- **Directions for this task**
Quote the records that follow in full, leaving the pictures out.

Data items:
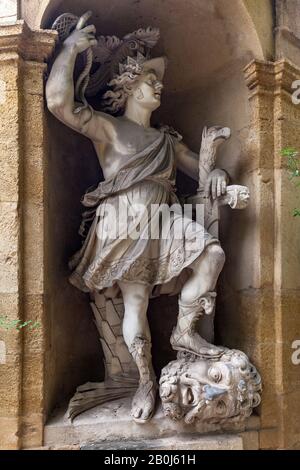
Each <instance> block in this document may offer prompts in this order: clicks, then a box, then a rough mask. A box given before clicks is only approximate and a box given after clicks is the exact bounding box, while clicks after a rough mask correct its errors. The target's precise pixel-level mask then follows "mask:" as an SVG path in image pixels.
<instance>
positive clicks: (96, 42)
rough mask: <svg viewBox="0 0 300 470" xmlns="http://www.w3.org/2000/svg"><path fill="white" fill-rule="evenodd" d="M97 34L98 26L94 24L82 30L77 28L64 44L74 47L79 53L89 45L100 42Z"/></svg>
mask: <svg viewBox="0 0 300 470" xmlns="http://www.w3.org/2000/svg"><path fill="white" fill-rule="evenodd" d="M95 34H96V27H95V26H94V25H88V26H86V27H85V28H82V29H80V30H78V29H75V30H74V31H73V32H72V33H71V34H70V36H69V37H68V38H67V39H66V40H65V41H64V45H65V46H67V47H71V48H73V47H74V48H75V50H76V52H77V54H79V53H80V52H84V51H85V50H87V49H88V48H89V47H93V46H96V45H97V44H98V41H97V39H96V38H95Z"/></svg>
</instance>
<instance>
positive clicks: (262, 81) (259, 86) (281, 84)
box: [244, 59, 300, 94]
mask: <svg viewBox="0 0 300 470" xmlns="http://www.w3.org/2000/svg"><path fill="white" fill-rule="evenodd" d="M244 74H245V79H246V84H247V86H248V88H249V90H250V92H251V93H252V94H257V93H268V92H269V93H274V92H276V91H286V92H287V93H292V92H293V90H292V87H291V85H292V83H293V82H294V81H295V80H299V78H300V68H299V67H298V66H297V65H295V64H293V63H292V62H290V61H289V60H287V59H281V60H278V61H276V62H265V61H259V60H253V61H252V62H250V64H248V65H247V66H246V67H245V68H244Z"/></svg>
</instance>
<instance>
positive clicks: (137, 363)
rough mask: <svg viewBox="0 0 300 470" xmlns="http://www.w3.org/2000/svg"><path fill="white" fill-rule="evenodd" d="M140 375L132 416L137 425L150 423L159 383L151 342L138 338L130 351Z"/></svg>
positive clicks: (132, 405) (141, 337)
mask: <svg viewBox="0 0 300 470" xmlns="http://www.w3.org/2000/svg"><path fill="white" fill-rule="evenodd" d="M129 351H130V353H131V355H132V357H133V359H134V361H135V363H136V365H137V368H138V370H139V374H140V382H139V387H138V389H137V391H136V393H135V395H134V397H133V400H132V408H131V416H132V418H133V419H134V421H136V422H137V423H140V424H143V423H146V422H147V421H149V420H150V419H151V418H152V416H153V412H154V407H155V398H156V392H157V383H156V377H155V373H154V370H153V367H152V363H151V342H150V341H148V340H147V339H146V338H143V337H142V336H137V337H136V338H135V339H134V341H133V343H132V345H131V347H130V349H129Z"/></svg>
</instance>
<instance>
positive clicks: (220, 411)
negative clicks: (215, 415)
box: [216, 400, 227, 415]
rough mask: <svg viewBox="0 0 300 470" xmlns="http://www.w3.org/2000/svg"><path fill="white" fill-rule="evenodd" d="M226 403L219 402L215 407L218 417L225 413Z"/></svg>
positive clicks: (218, 401) (220, 400) (223, 402)
mask: <svg viewBox="0 0 300 470" xmlns="http://www.w3.org/2000/svg"><path fill="white" fill-rule="evenodd" d="M226 409H227V408H226V403H225V402H224V401H223V400H219V401H218V403H217V406H216V411H217V413H218V414H219V415H223V414H224V413H226Z"/></svg>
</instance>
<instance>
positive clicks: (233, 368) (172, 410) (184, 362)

- **Written answer**
Each <instance> block in this document may offer prompts in this order: clicks, then a box, then a rough mask. A box given before clicks is only approximate and a box given after clicks is the exact bounding box, while clicks after a rough mask correct its errors. The target's precise pixel-level mask then follows "mask:" as an SVG path in image pixels.
<instance>
positive clicks: (96, 42)
rough mask: <svg viewBox="0 0 300 470" xmlns="http://www.w3.org/2000/svg"><path fill="white" fill-rule="evenodd" d="M97 34L98 26L94 24L82 30L77 28L64 44L74 47L79 53L89 45L100 42Z"/></svg>
mask: <svg viewBox="0 0 300 470" xmlns="http://www.w3.org/2000/svg"><path fill="white" fill-rule="evenodd" d="M95 34H96V27H95V26H94V25H88V26H86V27H85V28H82V29H80V30H78V29H75V30H74V31H73V32H72V33H71V34H70V36H69V37H68V38H67V39H66V40H65V41H64V45H65V46H67V47H71V48H73V47H74V48H75V50H76V52H77V54H79V53H80V52H84V51H85V50H87V49H88V48H89V47H93V46H96V45H97V44H98V41H97V39H96V38H95Z"/></svg>
</instance>
<instance>
positive clicks: (262, 81) (259, 86) (281, 84)
box: [244, 59, 300, 94]
mask: <svg viewBox="0 0 300 470" xmlns="http://www.w3.org/2000/svg"><path fill="white" fill-rule="evenodd" d="M244 74H245V79H246V84H247V86H248V88H249V90H250V92H251V93H252V94H257V93H268V92H269V93H274V92H276V91H286V92H287V93H292V92H293V90H292V87H291V85H292V83H293V82H294V81H295V80H299V78H300V68H299V67H298V66H297V65H295V64H293V63H292V62H290V61H289V60H287V59H281V60H278V61H276V62H265V61H259V60H253V61H252V62H250V64H248V65H247V66H246V67H245V68H244Z"/></svg>
</instance>
<instance>
positive clicks: (137, 363)
rough mask: <svg viewBox="0 0 300 470" xmlns="http://www.w3.org/2000/svg"><path fill="white" fill-rule="evenodd" d="M140 375L132 416L137 425L150 423L159 383L151 342L138 338L130 351Z"/></svg>
positive clicks: (132, 405) (141, 337)
mask: <svg viewBox="0 0 300 470" xmlns="http://www.w3.org/2000/svg"><path fill="white" fill-rule="evenodd" d="M129 351H130V353H131V355H132V357H133V359H134V361H135V363H136V365H137V368H138V370H139V374H140V382H139V387H138V389H137V391H136V393H135V395H134V397H133V400H132V408H131V416H132V418H133V419H134V421H136V422H137V423H140V424H143V423H146V422H147V421H149V420H150V419H151V418H152V416H153V412H154V407H155V398H156V392H157V383H156V377H155V373H154V370H153V367H152V363H151V342H150V341H148V340H147V339H146V338H143V337H142V336H137V337H136V338H135V339H134V341H133V343H132V345H131V347H130V349H129Z"/></svg>
</instance>
<instance>
positive clicks: (220, 411)
negative clicks: (215, 415)
box: [216, 400, 227, 415]
rough mask: <svg viewBox="0 0 300 470" xmlns="http://www.w3.org/2000/svg"><path fill="white" fill-rule="evenodd" d="M226 403L219 402L215 407L218 417L225 413Z"/></svg>
positive clicks: (218, 401) (220, 400) (223, 402)
mask: <svg viewBox="0 0 300 470" xmlns="http://www.w3.org/2000/svg"><path fill="white" fill-rule="evenodd" d="M226 409H227V408H226V403H225V402H224V401H223V400H219V401H218V403H217V406H216V411H217V413H218V414H219V415H223V414H224V413H226Z"/></svg>
</instance>
<instance>
positive clicks: (233, 368) (172, 410) (184, 362)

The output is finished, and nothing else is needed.